#### Input data:
________________

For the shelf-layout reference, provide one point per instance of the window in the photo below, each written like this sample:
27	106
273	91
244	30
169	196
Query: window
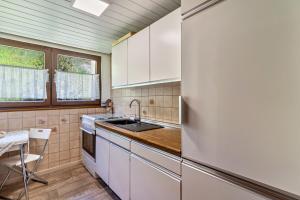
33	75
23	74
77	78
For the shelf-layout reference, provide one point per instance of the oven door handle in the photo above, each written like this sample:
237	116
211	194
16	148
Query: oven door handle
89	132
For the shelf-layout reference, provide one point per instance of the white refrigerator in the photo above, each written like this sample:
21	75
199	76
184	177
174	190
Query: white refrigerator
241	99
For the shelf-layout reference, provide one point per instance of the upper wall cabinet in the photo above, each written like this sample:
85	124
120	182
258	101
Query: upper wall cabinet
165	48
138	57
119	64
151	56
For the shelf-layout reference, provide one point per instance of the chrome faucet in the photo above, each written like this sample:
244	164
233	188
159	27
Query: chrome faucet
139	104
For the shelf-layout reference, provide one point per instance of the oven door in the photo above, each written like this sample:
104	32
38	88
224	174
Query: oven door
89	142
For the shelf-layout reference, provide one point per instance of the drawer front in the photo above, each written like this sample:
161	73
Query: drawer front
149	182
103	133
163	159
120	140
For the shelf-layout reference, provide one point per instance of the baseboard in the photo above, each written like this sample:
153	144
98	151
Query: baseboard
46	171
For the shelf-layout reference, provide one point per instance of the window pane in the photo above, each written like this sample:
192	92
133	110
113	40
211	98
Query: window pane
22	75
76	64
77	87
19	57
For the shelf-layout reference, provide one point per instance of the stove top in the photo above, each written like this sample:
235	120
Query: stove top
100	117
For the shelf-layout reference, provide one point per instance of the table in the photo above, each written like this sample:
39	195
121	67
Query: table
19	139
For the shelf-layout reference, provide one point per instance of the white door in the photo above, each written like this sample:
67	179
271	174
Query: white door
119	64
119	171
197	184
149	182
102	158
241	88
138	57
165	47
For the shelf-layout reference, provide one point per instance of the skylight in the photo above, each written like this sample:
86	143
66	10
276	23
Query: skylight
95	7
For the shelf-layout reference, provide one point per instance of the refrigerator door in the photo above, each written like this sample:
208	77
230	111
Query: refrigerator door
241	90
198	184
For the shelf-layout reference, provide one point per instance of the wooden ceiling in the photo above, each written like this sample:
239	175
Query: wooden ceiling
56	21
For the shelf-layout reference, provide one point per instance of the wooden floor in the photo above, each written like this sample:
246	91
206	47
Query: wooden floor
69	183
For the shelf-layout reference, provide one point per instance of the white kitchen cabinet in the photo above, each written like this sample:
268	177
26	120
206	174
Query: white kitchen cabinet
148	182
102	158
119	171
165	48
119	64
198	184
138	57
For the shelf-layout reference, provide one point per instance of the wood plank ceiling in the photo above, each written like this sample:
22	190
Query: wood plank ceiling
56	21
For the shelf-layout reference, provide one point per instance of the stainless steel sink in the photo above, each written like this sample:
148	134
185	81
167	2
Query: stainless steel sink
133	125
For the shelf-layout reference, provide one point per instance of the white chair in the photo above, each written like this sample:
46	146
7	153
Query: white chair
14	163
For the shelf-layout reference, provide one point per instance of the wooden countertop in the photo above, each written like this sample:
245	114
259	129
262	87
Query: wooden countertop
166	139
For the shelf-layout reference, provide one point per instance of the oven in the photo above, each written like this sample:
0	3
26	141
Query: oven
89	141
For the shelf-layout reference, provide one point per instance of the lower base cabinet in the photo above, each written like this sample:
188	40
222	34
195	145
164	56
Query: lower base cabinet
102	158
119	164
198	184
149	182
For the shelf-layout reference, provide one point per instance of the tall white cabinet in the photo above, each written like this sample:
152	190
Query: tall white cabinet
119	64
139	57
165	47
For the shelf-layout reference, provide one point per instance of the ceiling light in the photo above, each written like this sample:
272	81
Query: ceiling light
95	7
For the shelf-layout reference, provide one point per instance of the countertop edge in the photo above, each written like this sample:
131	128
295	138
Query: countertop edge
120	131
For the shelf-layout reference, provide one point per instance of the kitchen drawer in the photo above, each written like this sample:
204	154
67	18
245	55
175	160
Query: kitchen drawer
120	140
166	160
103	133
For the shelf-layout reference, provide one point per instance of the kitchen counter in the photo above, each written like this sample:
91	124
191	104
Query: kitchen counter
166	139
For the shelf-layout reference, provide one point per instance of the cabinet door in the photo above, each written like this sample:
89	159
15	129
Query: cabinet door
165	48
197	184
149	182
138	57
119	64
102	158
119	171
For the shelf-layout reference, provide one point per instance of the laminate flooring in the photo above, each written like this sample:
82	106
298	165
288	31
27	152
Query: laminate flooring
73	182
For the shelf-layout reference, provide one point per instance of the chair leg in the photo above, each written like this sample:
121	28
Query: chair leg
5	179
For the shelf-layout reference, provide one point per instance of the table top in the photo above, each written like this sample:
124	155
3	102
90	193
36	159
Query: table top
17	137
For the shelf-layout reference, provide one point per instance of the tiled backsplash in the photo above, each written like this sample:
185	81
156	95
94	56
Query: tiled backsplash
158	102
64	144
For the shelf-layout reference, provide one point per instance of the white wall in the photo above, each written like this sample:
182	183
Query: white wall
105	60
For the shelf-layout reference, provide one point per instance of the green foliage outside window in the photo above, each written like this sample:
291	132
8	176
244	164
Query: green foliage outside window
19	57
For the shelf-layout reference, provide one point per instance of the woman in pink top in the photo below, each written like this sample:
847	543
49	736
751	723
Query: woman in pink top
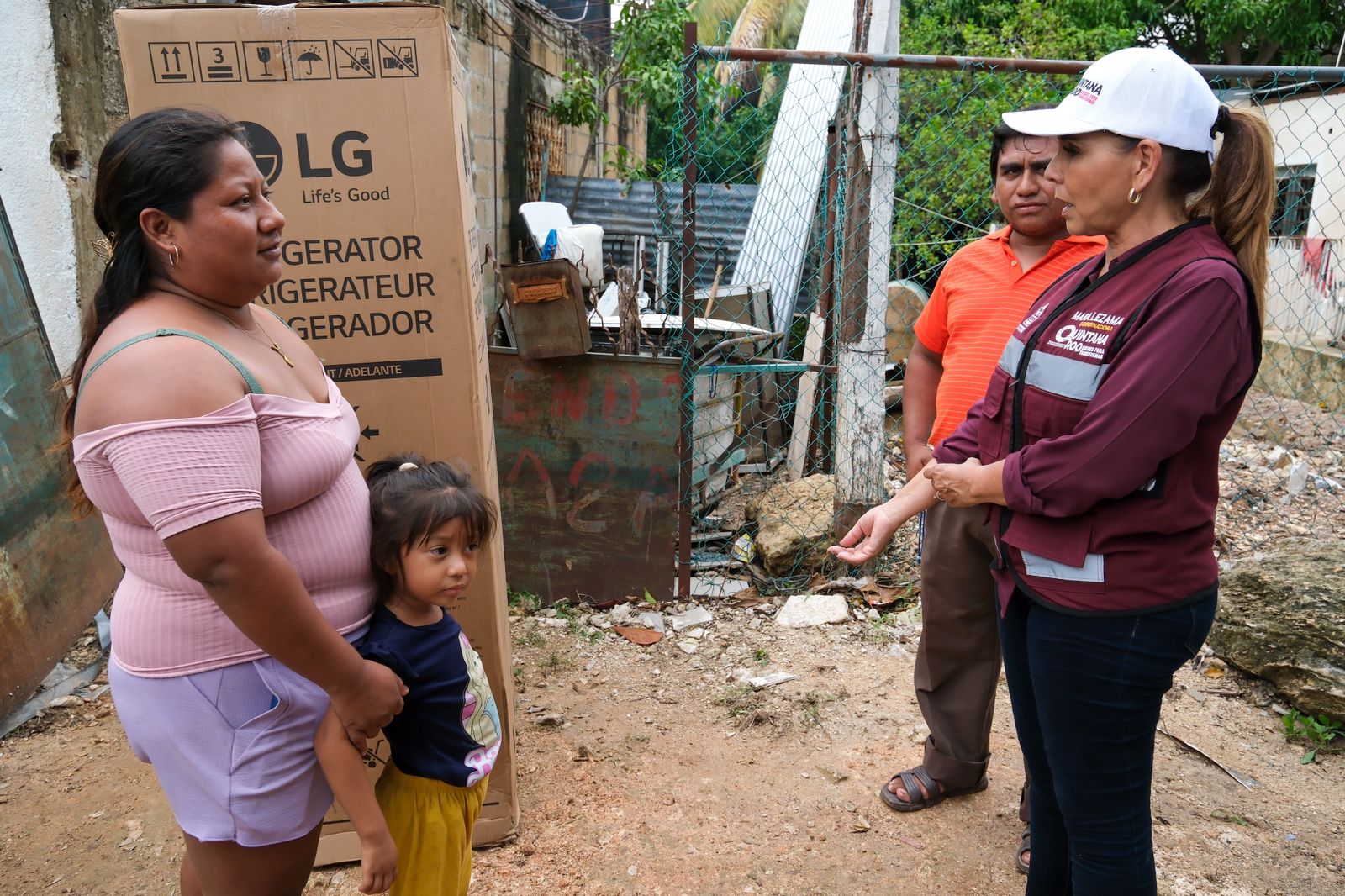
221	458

________________

#### To be done:
Render the listing above as a Markdown table with one row per line, numbering the rows in a column headed "Row" and putting each line in a column headed "Line". Skip blank lines and leave the pictures out.

#### Expected answer:
| Row | Line |
|---|---|
| 1 | For the shelf-layout reference, provide one point per instance of the window in the photo below, each written like this sample: |
| 2 | 27	106 |
| 3 | 273	91 |
| 4 | 244	30 |
| 5 | 169	196 |
| 6 | Query: window |
| 7 | 33	75 |
| 8 | 23	74 |
| 9 | 77	78 |
| 10 | For the shelf-layout reference, provide one point per instance of the oven door handle in the photo above, each written like this sample: |
| 11 | 237	116 |
| 12 | 211	194 |
| 13 | 16	148 |
| 14 | Query: oven door handle |
| 15 | 89	132 |
| 16 | For the shelf-layout reference, provide one point per instance of the white refrigerator in the photo above, each written like this sample: |
| 17 | 21	75 |
| 18 | 199	76 |
| 19 | 184	177 |
| 20 | 174	190 |
| 21 | Query: white refrigerator |
| 22 | 241	99 |
| 23 | For the shelf-layout reference, provide one point per instance of the upper wall cabinet in the photo above, each written like this sample: |
| 24 | 85	124 |
| 25 | 120	182 |
| 26 | 258	101 |
| 27 | Query: upper wall cabinet |
| 28 | 165	48 |
| 29 | 138	57 |
| 30 | 119	64 |
| 31 | 151	56 |
| 32 | For the shelf-layout reference, provide one point per instance of the chrome faucet in the photo above, each written like this sample: |
| 33 | 244	164 |
| 34 | 233	188 |
| 35 | 159	27 |
| 36 | Query: chrome faucet |
| 37 | 139	104 |
| 38 | For the shelf-layout reference, provide one point per instance of the oven door in the photo above, each written like this sample: |
| 39 | 104	32 |
| 40 | 38	88 |
| 41 | 224	174 |
| 42 | Query: oven door |
| 43 | 89	142 |
| 44 | For the shelf-layout reference, provide one point per instance of the drawer front in the photo above, each written like this sample: |
| 45 | 161	73 |
| 46 | Query: drawer front |
| 47 | 149	182 |
| 48 | 103	133 |
| 49 | 163	159 |
| 50 | 120	140 |
| 51 | For the shelf-layout reference, provide one point per instance of the baseboard in the photo above, each written like this sample: |
| 52 | 153	144 |
| 53 | 98	151 |
| 54 | Query: baseboard |
| 55 | 46	171 |
| 56 | For the shelf-layout reference, provide one point per instance of the window pane in the photo above, each written like this sample: |
| 57 | 192	92 |
| 58 | 133	110 |
| 59 | 113	40 |
| 60 | 211	98 |
| 61 | Query: window pane |
| 62 | 22	75 |
| 63 | 76	64 |
| 64 | 77	87 |
| 65 | 19	57 |
| 66 | For the shelf-layout reference, provide one point per instance of the stove top in the photo above, each written like this sample: |
| 67 | 235	120 |
| 68 | Query: stove top |
| 69 | 100	117 |
| 70 | For the shelf-layout reference, provide one point per instance of the table in the photo above, each written like this sample: |
| 71 | 39	195 |
| 72 | 121	67 |
| 73 | Query: table |
| 74 | 19	139 |
| 75 | For the shelf-layout reference, provide one point per instance of the white door in the photo above, each written like this sample: |
| 76 | 67	179 |
| 77 | 271	174 |
| 78 | Query: white door |
| 79 | 119	64 |
| 80 | 119	171 |
| 81 | 197	184 |
| 82 | 149	182 |
| 83 | 102	158 |
| 84 | 241	88 |
| 85 | 138	57 |
| 86 | 165	47 |
| 87 | For the shelf-layout reference, provide one point per instance of the skylight in the photo above, each written like this sample: |
| 88 | 86	143 |
| 89 | 66	10 |
| 90 | 276	23 |
| 91 | Query: skylight |
| 92 | 95	7 |
| 93 | For the shelf-layout reference, provide one point per instance of the refrigerator door in the photo above, each written like this sample: |
| 94 | 208	77 |
| 95 | 230	111 |
| 96 | Query: refrigerator door |
| 97 | 241	90 |
| 98 | 198	184 |
| 99 | For the shelf-layout reference, provide one point per instance of the wooden ceiling in the photo above, each written like this sample: |
| 100 | 239	175 |
| 101 | Query: wooden ceiling |
| 102 | 56	21 |
| 103 | For the shelf-layout reference, provide one point per instance of the wooden floor in the photo above, each written like this sample: |
| 104 | 246	91 |
| 105 | 206	47 |
| 106 | Query: wooden floor |
| 107 | 69	183 |
| 108 | For the shelf-layout reference, provide one point per instance of the white kitchen cabinet in the photo above, each written like this sample: |
| 109 | 268	177 |
| 110 | 26	120 |
| 111 | 206	174 |
| 112 | Query: white kitchen cabinet |
| 113 | 148	182 |
| 114 | 102	158 |
| 115 | 119	171 |
| 116 | 165	48 |
| 117 | 119	64 |
| 118 | 198	184 |
| 119 | 138	57 |
| 120 | For the shelf-layout reference, provide one point per instance of the wood plank ceiling in the photo above, each written like this sample: |
| 121 | 22	190 |
| 122 | Query: wood plank ceiling |
| 123 | 56	21 |
| 124 | For the shelf-layout reference, provide one point per instance of the stainless steel sink in the photo above, each written like this sample: |
| 125 | 148	134 |
| 126 | 185	81 |
| 127 | 167	2 |
| 128 | Query: stainless steel sink |
| 129 | 133	125 |
| 130 | For the shelf-layout reference, provide one point per instance of the white chair in the photo above, each written like this sample: |
| 131 | 46	146 |
| 132 | 7	153 |
| 133 | Query: white chair |
| 134 | 14	163 |
| 135 | For the shelf-layout reference, provide one point per instance of the wooden countertop in the photo above, each written like this sample: |
| 136 | 245	114 |
| 137 | 259	129 |
| 138 | 262	87 |
| 139 | Query: wooden countertop |
| 140 | 166	139 |
| 141 | For the shelf-layout reference, provide one point per instance of the oven in the photo above, each written like this sample: |
| 142 | 0	3 |
| 143 | 26	141 |
| 144 | Query: oven |
| 145 | 89	141 |
| 146 | For the shelf-layout reference, provide one point per instance of the lower base cabinet in the photo above, each written like this sample: |
| 147 | 188	40 |
| 148 | 222	34 |
| 149 | 195	145 |
| 150 | 164	56 |
| 151 | Query: lower base cabinet |
| 152 | 102	158 |
| 153 | 119	164 |
| 154 | 198	184 |
| 155 | 149	182 |
| 156 | For the shelf-layout reference, provide one point per instance of the tall white cabinet in the photo above, each written like this sample: |
| 157 | 152	190 |
| 158 | Query: tall white cabinet |
| 159 | 119	64 |
| 160 | 139	57 |
| 161 | 165	47 |
| 162 | For the shelf-layout reference, provide one point per instance of the ceiling light in the photo above, each written like this sample: |
| 163 | 272	81 |
| 164 | Query: ceiling light |
| 165 | 95	7 |
| 166 | For the shelf-layout reference, provide one point per instance of the countertop edge in the photo above, each written like this sample: |
| 167 | 131	128 |
| 168 | 295	138 |
| 169 | Query: countertop edge |
| 170 | 120	131 |
| 171 | For the shelf-layout reference, provide one point per instance of the kitchen drawer in the photo above, each written like this sample: |
| 172 | 204	154 |
| 173 | 67	18 |
| 174 | 245	55 |
| 175 | 175	160 |
| 176 | Query: kitchen drawer |
| 177 | 120	140 |
| 178 | 166	160 |
| 179 | 103	133 |
| 180 | For the shelf-layout reference, provide one point per instance of the kitchen counter in the photo above, each written like this sample: |
| 181 | 91	124 |
| 182 | 191	104 |
| 183 | Query: kitchen counter |
| 184 | 166	139 |
| 185 | For the shelf-layout reference, provide one point per instance of the cabinet door in the photo above, each written like this sample: |
| 186 | 89	159 |
| 187 | 15	129 |
| 188 | Query: cabinet door |
| 189 | 165	48 |
| 190 | 197	184 |
| 191 | 149	182 |
| 192 | 138	57 |
| 193 | 119	64 |
| 194 | 102	158 |
| 195 | 119	171 |
| 196 | For the shelf-layout reference, provide one point per instance of the laminate flooring in the photo above, each written like this sample: |
| 197 | 82	106 |
| 198 | 298	165 |
| 199 | 288	31 |
| 200 | 27	152 |
| 201 | Query: laminate flooring |
| 202 | 73	182 |
| 203 | For the shelf-layout reference, provide one point per instance of the chair leg in the photo above, each written like this sample: |
| 204 | 121	28 |
| 205 | Query: chair leg |
| 206 | 5	179 |
| 207 | For the shelf-layout reference, provide one point per instance of the table top in the photo above, each written like this sample: |
| 208 | 124	155 |
| 209 | 3	102 |
| 210 | 90	193 |
| 211 | 36	159 |
| 212 | Query: table top |
| 213 | 17	137 |
| 214 | For the shelf-layout reference, provide one point per instance of the tiled backsplash in the photo above, each written like this sample: |
| 215 | 185	81 |
| 216 | 156	95 |
| 217 | 94	56 |
| 218 | Query: tiled backsplash |
| 219 | 158	102 |
| 220 | 64	144 |
| 221 | For the shelf-layout reference, provide one point per instance of the white wall in the photo above, each written like this sample: |
| 222 | 182	183 |
| 223 | Query: white wall |
| 224 | 105	60 |
| 225 | For the shelf-layout reference, provide one point per instance of the green foliage outside window in the photo above, each written like this sample: |
| 226 | 291	132 |
| 227 | 8	176 |
| 228 | 244	164 |
| 229 | Query: green foliage outside window |
| 230 | 19	57 |
| 231 | For the shelf-layout reference, provide one point per instance of the woman in pink top in the photo below, each written like this sample: |
| 232 | 847	543 |
| 233 | 49	736 |
| 234 | 751	723 |
| 235 | Query: woman in pink top |
| 236 | 221	458 |